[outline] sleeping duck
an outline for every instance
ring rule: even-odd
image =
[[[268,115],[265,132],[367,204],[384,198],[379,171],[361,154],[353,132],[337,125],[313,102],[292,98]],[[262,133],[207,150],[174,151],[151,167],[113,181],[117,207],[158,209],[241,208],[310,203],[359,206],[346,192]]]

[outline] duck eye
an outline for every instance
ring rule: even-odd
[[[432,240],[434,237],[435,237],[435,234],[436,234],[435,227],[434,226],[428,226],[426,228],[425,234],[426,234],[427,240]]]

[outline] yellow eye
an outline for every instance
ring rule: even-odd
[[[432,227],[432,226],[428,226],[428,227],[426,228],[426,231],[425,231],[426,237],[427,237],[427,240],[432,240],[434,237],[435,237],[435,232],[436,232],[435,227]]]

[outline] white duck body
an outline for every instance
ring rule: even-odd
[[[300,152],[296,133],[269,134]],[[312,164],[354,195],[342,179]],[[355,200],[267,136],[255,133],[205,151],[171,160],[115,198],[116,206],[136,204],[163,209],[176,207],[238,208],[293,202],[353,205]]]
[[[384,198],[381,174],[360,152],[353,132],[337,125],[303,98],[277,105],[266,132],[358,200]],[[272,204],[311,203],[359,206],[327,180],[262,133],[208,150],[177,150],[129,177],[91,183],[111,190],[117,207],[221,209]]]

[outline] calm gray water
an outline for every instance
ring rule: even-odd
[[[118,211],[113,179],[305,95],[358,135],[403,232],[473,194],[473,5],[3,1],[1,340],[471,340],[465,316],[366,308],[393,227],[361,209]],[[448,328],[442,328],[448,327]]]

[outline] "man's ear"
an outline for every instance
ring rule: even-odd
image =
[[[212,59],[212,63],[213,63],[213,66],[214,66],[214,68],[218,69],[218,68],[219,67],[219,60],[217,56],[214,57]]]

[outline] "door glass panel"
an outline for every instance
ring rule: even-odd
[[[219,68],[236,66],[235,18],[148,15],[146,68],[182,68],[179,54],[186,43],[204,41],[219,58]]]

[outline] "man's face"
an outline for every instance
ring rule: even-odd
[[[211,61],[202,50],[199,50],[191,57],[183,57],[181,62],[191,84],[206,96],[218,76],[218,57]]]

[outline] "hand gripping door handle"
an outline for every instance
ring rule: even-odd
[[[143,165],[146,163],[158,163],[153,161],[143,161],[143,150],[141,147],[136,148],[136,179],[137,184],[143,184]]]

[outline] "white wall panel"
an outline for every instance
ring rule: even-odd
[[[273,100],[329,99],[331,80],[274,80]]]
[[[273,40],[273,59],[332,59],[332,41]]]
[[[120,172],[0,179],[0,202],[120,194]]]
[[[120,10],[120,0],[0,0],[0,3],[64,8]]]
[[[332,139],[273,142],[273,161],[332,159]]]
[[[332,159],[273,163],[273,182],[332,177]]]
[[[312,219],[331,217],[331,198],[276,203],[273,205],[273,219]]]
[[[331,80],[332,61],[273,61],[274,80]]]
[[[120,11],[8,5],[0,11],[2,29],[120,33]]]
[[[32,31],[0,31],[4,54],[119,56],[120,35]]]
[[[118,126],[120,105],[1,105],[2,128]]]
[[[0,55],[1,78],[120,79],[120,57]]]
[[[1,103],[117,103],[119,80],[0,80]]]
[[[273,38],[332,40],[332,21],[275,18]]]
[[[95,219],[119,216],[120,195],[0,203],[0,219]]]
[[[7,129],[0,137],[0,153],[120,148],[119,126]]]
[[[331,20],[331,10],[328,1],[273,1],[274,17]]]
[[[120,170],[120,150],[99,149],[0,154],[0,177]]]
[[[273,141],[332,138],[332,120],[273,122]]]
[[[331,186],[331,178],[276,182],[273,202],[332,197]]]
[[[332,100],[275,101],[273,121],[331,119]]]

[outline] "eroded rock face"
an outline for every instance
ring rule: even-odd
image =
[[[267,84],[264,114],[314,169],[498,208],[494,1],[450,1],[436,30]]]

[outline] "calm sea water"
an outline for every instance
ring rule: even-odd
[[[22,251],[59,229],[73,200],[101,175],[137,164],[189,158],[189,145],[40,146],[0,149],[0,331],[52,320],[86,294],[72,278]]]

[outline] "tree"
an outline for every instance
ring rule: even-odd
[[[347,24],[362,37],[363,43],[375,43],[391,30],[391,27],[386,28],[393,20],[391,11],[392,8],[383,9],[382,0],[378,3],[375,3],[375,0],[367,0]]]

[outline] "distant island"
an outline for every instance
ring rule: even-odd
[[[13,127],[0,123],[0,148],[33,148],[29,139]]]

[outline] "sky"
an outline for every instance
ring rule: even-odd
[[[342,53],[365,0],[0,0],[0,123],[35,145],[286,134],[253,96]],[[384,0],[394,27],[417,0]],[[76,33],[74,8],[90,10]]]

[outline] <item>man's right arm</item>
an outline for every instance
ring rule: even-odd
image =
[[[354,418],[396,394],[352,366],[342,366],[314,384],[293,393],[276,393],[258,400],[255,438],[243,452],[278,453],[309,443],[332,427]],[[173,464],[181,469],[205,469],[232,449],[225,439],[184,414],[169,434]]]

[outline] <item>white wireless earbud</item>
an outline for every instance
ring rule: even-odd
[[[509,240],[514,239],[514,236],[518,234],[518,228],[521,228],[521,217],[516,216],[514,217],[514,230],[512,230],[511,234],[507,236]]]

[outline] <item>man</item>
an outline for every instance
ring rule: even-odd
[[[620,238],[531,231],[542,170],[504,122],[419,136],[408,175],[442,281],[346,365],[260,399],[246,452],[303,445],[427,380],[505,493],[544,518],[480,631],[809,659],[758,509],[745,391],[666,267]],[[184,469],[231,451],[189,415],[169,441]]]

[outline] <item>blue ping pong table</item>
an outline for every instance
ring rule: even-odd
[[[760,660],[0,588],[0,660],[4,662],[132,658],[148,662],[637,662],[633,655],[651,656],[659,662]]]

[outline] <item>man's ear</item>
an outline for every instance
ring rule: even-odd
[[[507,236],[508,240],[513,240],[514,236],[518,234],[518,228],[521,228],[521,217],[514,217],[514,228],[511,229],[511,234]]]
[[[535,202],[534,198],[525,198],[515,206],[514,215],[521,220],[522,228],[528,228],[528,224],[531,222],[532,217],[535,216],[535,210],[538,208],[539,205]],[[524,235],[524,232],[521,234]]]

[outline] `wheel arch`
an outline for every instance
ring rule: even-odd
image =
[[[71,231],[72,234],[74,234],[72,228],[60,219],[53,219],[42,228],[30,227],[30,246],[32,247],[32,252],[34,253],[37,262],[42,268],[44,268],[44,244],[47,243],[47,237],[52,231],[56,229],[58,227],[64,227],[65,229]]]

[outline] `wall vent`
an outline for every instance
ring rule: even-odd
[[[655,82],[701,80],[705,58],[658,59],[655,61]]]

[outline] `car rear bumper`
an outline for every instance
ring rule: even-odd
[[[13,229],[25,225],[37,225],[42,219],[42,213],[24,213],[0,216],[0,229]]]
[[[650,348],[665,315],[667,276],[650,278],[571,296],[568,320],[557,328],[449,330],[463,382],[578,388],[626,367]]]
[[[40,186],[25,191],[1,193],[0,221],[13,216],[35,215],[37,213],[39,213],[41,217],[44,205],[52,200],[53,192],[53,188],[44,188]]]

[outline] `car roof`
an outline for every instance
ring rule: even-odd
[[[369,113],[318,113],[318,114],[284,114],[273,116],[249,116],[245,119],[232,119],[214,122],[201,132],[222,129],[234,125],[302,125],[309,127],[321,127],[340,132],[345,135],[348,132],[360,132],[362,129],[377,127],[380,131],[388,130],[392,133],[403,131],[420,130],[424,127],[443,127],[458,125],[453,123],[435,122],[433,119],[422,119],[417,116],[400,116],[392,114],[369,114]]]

__PROBLEM__
Find every line in the records above that contains the word "item", and copy each of those lines in full.

__ANSWER FOR THE TASK__
[outline] <item>man's right arm</item>
[outline] <item>white wireless earbud</item>
[outline] <item>man</item>
[outline] <item>blue ping pong table</item>
[outline] <item>man's ear</item>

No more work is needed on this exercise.